* **What you have to do**
Count the lines of the data below that contain the string "brass", treating uppercase and lowercase as different. Reply with the number alone.

* **Records provided**
-- Start --

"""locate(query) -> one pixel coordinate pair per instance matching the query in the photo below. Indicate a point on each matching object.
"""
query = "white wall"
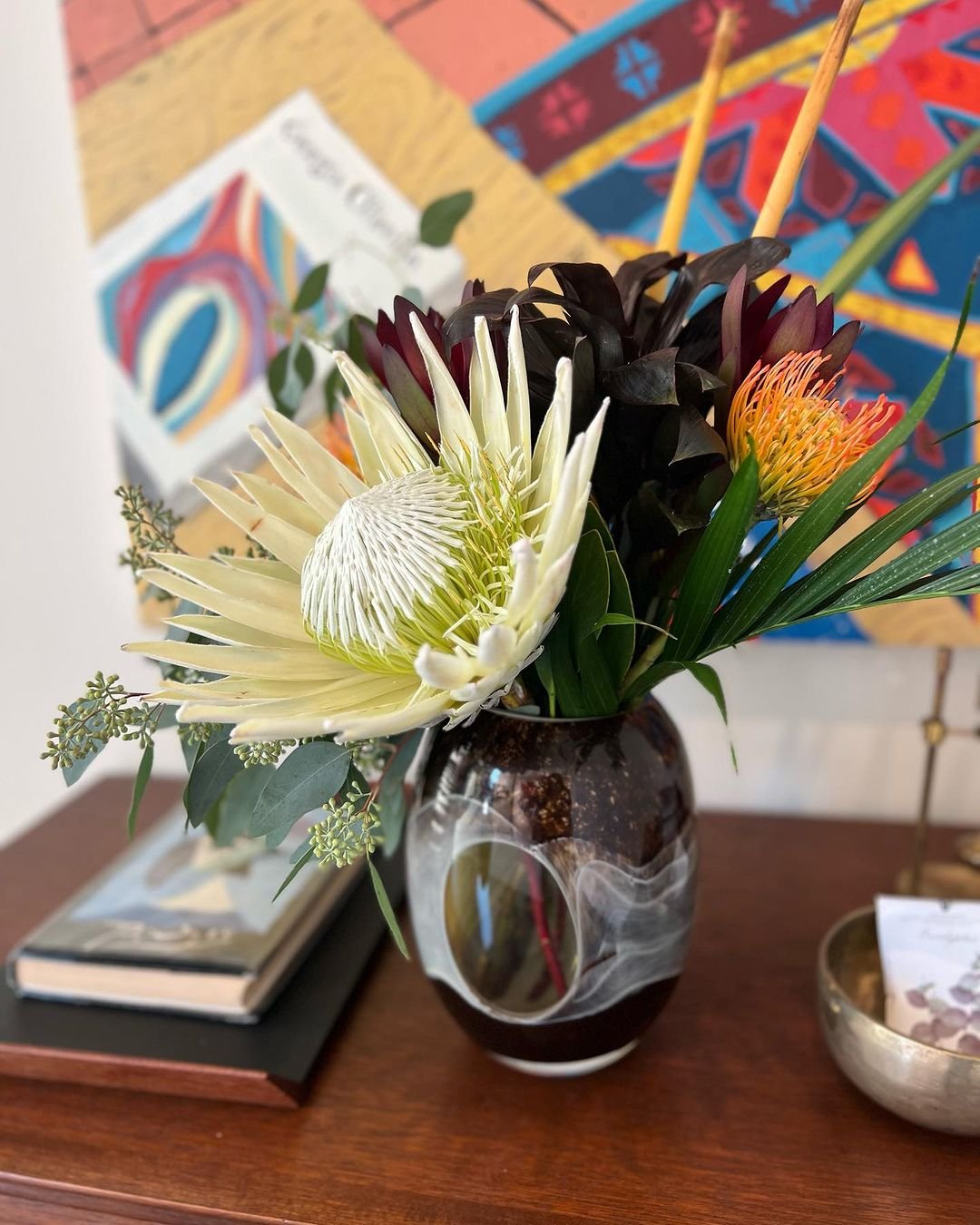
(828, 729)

-- End --
-- Start --

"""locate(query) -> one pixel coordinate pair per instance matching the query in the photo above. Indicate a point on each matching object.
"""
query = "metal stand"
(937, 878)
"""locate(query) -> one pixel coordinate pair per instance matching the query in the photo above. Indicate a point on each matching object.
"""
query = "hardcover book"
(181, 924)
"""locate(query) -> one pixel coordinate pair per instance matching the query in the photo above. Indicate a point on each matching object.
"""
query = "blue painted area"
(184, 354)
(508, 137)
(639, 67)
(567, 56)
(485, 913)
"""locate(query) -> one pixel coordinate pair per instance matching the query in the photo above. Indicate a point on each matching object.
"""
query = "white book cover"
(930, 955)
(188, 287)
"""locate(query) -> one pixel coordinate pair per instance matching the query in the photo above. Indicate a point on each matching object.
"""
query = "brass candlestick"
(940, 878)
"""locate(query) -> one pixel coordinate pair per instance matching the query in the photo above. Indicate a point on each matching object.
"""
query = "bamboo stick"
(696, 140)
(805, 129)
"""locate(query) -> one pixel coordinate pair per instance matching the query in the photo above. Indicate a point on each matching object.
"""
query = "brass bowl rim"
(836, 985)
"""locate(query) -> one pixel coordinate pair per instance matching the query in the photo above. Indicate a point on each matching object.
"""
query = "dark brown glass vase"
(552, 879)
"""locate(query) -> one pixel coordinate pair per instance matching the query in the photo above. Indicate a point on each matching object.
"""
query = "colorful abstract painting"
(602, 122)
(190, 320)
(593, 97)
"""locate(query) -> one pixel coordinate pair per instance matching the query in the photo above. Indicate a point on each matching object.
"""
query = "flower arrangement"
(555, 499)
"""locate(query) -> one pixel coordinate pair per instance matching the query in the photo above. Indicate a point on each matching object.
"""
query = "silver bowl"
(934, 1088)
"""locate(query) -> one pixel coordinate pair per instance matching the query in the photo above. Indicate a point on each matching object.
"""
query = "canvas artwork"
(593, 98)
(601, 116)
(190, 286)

-- End --

* **Correct output**
2